Stored data:
--

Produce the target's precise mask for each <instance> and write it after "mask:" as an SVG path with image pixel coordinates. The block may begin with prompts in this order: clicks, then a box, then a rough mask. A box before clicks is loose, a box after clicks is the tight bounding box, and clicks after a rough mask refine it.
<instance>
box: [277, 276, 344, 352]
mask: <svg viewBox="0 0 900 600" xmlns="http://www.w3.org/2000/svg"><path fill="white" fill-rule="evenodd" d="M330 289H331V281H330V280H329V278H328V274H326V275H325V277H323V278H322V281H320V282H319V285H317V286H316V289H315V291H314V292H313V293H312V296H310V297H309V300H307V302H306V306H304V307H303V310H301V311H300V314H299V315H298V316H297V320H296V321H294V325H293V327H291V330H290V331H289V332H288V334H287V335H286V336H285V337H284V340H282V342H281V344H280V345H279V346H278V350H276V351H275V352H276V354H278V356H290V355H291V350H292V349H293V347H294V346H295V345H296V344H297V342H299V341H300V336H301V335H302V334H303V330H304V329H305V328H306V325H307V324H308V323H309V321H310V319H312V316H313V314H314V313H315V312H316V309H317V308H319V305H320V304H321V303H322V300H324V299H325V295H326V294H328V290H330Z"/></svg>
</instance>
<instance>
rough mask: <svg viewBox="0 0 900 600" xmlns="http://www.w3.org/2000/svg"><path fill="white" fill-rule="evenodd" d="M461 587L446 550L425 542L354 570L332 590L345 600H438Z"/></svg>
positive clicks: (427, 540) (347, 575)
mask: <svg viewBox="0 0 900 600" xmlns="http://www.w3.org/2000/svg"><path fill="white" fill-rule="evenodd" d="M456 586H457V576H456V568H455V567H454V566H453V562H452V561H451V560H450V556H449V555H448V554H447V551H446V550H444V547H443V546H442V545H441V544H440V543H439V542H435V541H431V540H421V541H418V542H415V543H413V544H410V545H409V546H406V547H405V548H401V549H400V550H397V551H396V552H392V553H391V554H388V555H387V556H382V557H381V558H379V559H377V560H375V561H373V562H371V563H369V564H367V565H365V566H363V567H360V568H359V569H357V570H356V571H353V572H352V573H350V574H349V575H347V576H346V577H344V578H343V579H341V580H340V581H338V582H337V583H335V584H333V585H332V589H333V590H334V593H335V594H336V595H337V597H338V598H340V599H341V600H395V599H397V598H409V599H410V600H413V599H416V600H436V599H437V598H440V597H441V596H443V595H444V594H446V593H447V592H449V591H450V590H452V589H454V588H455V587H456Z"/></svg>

--

Task requirements:
The exercise is to copy out every line above that has the word "rough" in it.

Completed task:
Produce the target's precise mask for each <instance> and write it after "mask:" as an SVG path with image pixel coordinates. The block may begin with prompts in this order: clicks, then a box, then a rough mask. A box before clicks is loose, a box after clicks is the tight bounding box, and clicks after a rough mask refine it.
rough mask: <svg viewBox="0 0 900 600" xmlns="http://www.w3.org/2000/svg"><path fill="white" fill-rule="evenodd" d="M461 587L446 550L425 542L354 570L332 590L345 600H438Z"/></svg>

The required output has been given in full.